::: Supplied data

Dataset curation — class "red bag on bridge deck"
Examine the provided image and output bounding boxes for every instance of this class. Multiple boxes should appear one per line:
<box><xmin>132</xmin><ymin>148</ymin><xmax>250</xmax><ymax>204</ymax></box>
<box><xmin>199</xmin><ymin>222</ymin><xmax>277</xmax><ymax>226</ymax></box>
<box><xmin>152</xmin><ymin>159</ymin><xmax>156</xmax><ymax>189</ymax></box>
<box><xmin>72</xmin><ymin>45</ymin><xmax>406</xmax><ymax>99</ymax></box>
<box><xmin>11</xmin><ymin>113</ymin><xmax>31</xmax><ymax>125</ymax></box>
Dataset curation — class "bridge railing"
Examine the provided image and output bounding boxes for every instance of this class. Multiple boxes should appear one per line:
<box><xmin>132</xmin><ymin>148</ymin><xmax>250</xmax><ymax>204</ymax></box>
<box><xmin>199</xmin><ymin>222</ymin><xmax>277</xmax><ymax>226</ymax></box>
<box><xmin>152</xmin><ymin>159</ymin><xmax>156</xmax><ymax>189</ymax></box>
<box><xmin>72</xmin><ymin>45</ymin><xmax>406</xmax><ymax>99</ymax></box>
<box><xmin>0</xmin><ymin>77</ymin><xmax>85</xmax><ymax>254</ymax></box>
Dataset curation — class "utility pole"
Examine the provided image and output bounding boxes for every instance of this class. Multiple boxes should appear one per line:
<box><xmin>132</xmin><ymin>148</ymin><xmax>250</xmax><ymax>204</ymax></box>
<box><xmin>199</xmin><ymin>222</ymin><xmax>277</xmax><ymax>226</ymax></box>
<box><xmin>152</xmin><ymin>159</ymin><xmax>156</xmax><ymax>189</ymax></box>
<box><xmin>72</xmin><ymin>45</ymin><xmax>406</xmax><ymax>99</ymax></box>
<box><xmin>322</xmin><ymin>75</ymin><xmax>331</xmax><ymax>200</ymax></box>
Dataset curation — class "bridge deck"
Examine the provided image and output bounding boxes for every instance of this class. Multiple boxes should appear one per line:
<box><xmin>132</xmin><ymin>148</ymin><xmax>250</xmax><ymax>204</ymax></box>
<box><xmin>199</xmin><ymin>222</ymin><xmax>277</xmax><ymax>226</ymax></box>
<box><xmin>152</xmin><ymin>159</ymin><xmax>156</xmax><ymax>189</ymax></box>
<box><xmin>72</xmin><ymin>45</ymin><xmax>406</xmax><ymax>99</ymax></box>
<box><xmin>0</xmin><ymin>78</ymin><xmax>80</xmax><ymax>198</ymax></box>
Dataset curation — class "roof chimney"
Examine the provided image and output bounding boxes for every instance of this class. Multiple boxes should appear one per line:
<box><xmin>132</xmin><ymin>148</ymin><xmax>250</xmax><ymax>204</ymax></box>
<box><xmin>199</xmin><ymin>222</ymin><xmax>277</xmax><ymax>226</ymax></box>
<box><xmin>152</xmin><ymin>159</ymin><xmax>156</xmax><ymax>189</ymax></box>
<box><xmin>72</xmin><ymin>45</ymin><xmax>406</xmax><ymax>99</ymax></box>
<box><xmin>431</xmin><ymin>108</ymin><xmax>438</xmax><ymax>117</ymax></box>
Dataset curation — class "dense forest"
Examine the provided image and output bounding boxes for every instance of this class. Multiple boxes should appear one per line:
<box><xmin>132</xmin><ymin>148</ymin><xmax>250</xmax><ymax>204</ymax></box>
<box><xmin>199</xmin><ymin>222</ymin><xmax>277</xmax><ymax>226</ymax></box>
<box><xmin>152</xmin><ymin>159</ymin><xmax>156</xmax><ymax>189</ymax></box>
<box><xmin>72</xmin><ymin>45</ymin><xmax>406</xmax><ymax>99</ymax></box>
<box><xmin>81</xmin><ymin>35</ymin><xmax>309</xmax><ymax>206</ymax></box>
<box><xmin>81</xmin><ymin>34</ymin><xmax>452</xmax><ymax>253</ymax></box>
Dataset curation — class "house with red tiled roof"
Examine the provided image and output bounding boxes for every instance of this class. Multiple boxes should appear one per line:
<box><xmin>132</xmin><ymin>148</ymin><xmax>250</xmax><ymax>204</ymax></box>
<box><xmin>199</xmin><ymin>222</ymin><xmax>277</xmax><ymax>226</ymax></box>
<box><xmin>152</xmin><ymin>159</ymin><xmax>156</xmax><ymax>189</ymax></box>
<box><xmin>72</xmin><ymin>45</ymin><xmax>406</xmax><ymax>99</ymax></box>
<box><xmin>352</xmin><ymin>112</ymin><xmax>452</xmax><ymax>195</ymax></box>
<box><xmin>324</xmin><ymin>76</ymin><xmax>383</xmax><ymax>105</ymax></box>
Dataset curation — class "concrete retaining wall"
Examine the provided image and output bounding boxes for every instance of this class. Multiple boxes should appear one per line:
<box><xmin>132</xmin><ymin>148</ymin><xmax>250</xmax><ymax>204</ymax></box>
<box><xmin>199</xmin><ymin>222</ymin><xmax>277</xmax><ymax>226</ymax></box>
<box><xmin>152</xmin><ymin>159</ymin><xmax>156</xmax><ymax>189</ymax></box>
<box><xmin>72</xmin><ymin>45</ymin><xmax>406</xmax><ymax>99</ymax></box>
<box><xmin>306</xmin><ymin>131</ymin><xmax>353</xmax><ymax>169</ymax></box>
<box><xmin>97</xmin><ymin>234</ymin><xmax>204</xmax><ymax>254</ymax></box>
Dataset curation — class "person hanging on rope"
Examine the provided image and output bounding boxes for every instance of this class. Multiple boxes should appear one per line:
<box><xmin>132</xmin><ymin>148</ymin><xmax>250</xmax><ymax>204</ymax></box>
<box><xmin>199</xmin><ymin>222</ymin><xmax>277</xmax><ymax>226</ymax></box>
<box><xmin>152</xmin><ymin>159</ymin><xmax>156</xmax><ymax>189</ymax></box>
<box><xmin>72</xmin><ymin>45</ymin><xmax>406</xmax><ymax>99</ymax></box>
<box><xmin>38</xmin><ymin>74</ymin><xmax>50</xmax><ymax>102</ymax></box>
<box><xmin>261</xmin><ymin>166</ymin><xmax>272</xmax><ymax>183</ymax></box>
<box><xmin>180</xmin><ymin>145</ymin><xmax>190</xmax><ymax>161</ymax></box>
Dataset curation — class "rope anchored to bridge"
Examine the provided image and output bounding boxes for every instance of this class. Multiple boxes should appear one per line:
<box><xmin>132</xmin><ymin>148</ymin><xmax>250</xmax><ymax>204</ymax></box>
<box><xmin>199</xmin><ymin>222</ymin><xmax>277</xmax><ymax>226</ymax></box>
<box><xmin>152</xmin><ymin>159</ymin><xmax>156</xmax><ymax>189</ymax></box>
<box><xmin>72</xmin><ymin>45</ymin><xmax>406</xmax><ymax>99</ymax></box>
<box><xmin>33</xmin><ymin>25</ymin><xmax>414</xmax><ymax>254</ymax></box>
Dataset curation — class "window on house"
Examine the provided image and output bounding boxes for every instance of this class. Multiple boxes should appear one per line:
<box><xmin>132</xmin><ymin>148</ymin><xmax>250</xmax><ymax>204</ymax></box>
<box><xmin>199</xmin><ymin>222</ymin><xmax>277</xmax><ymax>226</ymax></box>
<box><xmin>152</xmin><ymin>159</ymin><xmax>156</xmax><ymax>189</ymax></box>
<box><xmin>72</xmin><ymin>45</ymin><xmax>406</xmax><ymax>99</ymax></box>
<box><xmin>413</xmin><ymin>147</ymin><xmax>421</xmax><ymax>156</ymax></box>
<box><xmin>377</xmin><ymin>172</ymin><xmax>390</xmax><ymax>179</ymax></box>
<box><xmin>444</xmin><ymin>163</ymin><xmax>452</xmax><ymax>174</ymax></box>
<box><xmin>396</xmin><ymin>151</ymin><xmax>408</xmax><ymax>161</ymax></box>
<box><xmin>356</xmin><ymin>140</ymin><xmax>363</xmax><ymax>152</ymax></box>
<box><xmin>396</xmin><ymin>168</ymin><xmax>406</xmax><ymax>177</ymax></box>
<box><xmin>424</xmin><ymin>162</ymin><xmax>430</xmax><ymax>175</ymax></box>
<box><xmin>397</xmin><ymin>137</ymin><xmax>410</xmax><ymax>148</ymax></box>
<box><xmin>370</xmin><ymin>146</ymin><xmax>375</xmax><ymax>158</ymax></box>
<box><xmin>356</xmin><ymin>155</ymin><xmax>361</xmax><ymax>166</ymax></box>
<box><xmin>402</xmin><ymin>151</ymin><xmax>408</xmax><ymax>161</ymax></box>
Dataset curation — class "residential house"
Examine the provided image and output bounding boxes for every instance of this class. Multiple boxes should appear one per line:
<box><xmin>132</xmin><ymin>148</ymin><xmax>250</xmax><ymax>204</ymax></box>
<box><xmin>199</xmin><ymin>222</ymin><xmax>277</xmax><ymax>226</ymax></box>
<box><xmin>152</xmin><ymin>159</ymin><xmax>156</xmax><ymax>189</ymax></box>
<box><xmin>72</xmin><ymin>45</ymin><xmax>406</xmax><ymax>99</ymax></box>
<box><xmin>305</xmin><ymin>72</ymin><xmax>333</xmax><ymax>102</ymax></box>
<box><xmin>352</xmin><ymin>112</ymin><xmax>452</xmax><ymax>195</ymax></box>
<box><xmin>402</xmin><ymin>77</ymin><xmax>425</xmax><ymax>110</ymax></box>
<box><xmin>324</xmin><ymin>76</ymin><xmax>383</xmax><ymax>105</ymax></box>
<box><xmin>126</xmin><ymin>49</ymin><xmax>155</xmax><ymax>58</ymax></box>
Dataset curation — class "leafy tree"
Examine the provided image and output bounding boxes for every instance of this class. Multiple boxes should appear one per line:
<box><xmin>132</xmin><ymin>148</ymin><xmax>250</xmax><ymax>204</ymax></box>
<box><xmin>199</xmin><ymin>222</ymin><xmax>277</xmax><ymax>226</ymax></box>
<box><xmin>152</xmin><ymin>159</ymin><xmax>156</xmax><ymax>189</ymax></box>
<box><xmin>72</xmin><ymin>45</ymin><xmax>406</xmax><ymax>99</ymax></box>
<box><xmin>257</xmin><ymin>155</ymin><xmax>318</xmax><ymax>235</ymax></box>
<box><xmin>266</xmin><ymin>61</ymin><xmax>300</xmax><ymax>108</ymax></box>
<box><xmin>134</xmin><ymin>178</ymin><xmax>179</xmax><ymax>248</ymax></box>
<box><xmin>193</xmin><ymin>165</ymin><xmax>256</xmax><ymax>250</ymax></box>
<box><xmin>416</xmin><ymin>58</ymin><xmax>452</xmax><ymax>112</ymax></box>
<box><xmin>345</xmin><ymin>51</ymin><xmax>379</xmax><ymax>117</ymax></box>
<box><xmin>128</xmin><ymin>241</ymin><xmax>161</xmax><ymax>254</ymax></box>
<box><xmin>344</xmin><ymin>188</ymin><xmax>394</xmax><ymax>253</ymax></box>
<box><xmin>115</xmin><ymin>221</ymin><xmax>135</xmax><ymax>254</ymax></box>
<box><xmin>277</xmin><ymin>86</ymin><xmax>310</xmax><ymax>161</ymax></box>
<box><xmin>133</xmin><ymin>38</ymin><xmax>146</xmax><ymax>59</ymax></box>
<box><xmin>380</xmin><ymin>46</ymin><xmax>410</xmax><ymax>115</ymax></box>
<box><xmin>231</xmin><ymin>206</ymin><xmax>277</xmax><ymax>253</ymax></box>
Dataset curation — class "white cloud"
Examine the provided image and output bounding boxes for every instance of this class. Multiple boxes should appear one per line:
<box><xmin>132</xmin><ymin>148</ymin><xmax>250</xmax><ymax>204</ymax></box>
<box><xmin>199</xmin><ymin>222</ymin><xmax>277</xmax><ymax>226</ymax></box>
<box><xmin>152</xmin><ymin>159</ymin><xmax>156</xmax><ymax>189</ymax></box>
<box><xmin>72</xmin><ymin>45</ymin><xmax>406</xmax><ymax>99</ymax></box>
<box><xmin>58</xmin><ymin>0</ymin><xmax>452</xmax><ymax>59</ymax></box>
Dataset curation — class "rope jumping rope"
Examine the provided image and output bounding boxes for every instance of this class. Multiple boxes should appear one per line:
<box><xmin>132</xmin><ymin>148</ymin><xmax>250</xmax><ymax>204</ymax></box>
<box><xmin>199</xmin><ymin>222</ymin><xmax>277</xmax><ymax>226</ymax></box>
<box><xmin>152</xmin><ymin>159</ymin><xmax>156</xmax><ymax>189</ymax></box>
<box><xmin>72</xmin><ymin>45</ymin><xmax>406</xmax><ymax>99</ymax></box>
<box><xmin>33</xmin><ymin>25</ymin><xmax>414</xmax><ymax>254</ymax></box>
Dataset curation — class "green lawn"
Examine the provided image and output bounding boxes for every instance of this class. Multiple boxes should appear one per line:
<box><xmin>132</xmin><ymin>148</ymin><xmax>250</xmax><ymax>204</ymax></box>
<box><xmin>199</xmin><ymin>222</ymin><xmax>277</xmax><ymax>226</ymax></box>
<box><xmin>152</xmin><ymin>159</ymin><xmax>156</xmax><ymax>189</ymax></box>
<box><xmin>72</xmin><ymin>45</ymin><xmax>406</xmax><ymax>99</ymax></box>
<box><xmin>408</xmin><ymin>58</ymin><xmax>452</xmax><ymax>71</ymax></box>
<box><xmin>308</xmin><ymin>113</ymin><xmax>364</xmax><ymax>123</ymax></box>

::::::

:: Work to complete ::
Pull out every line of the records that contains the string "rope". Case counts.

:: Full output ::
Dataset curation — class "person hanging on rope"
Dataset curation — class "rope anchored to bridge"
Dataset curation — class "rope jumping rope"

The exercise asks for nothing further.